SHORT EXERCISE 1
Copy out the records below from the line containing "target: sky" through the end of the records, repeating each line word for word.

Anyhow, I questioned them about this.  If God is a mere "experience" of the Holy Ghost, then how do we know it is not just our brains getting a high off brain chemicals, the music and social gatherings?  I feel good when I'm dancing or doing Zumba, is that adrenaline-emotional rush God?  I don't think so...


The Bible
Then I questioned about their ideas on the Bible. They value the Bible so much, but could not defend it.  When I asked where in the Bible does the Bible list itself, they looked at me with a stone wall face.  I was asking where in the Bible does the Bible state what books should make up the Bible.  If the Bible is God's word and has the answers, then surely it would have answers about how it is supposed to be organized right?  Well they didn't answer this.  Then I questioned them about sola Scriptura.  If the Scriptures is all we need, then why attend a Church at all?  Why does the minister read a passage and then gives a sermon?  Shouldn't have the Bible spoken to us already and therefore we have no need for anything extra?


Christian Elitism
Moreover, I didn't like their judgmental tone.  They seemed to have an ax to grind with everyone who does not agree with them and insulted me in an aggressive neurotic manner.


Eastern Orthodox
I met some Eastern rite Orthodox folks and questioned them.  However, they seemed to have many contradictions in their beliefs.  Their prayers were also so clouded with ritualism that to an atheist it would be impossible to decipher what the heck was going on. I remember seeing smoke appear out of nowhere and thinking batman was about to pop out; and not to mention all the chants and random movements that were "interesting" but had no meaning to me.

Catholic Church
Then came the Catholics.  I read up on them, got a catechism and read it, etc. I loved how the Catechism is set up with citations and explanations of why Catholics believe.  This helped me do more research.  I looked up those cites and then looked at more and more.  I fell in love with the order and academic tone the Church presented.  As a student of Science, naturally Science was my "religion."  Therefore, I had to measure all these ideas against it.  Catholicism was the only religion I saw as promoting science and literally developed it as we know it today.  They sponsored scientists, have observatories and encourage it.   Many clergy are scientists!  I eventually met Msgr Albacete who was a physicist at Nasa and a former atheist. How cool was that for ME - a young atheist physics student?  I felt at home.


One of the major times God got my attention
However, I never stepped foot in a Catholic building.  This came way after when this random lady approached me and called me "father."   I was dressed like an urban youth from NYC and she called me "father" and asked me to pray for her daughter.  This just sent chills through my spine.  I did not know what to say only that I wasn't a "father" but nonetheless went to the Church nearby with her and we prayed - or she did because I did not know the words she was using.  But I did do something mentally and basically said, "Ok mister sky inter-dimensional entity, this is your chance, stop hiding."

[Excerpts from annotation records]
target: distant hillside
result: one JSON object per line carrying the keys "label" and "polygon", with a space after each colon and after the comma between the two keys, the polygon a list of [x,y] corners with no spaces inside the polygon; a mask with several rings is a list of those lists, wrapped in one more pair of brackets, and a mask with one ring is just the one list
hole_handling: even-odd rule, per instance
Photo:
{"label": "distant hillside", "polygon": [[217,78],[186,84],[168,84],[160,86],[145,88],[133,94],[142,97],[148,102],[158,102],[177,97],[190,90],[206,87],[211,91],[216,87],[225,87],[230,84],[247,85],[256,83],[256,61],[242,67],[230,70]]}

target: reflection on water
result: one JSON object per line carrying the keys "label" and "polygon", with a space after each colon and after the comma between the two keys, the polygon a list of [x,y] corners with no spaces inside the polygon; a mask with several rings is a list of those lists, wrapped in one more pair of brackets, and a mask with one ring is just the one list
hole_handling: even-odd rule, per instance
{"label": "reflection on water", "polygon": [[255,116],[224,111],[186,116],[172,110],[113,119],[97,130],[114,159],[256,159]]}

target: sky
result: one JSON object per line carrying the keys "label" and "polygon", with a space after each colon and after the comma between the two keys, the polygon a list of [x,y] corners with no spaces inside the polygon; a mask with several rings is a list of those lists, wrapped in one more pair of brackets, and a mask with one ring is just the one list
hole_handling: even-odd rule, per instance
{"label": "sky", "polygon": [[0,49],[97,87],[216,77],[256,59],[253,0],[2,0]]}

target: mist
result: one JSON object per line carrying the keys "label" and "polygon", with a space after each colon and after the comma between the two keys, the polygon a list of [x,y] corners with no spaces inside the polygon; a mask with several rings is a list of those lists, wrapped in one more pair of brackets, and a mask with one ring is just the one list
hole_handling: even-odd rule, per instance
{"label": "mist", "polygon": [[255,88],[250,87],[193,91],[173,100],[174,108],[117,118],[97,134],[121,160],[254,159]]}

SHORT EXERCISE 2
In the personal account of religious searching, translate this sentence into Spanish: "Moreover, I didn't like their judgmental tone."

REPLY 1
target: sky
result: one JSON object per line carrying the keys "label" and "polygon", with a space after each colon and after the comma between the two keys, the polygon a list of [x,y] corners with no spaces inside the polygon; a mask with several rings is a list of those lists, wrapped in one more pair of brackets, and a mask with one ring is just the one list
hole_handling: even-odd rule, per instance
{"label": "sky", "polygon": [[0,49],[97,87],[216,77],[256,59],[253,0],[2,0]]}

target: mist
result: one JSON object per line carrying the keys "label" and "polygon", with a space after each colon and after the comma between the two keys, the polygon a list of [x,y] corners with no spaces inside the polygon; a mask with several rings is a list of those lists, wrapped in one more pair of brackets, and a mask with one ring is just the one list
hole_handling: even-odd rule, per instance
{"label": "mist", "polygon": [[255,88],[250,87],[193,91],[173,100],[174,108],[117,118],[97,134],[121,160],[254,159]]}

REPLY 2
Además, no me gustaba su tono crítico.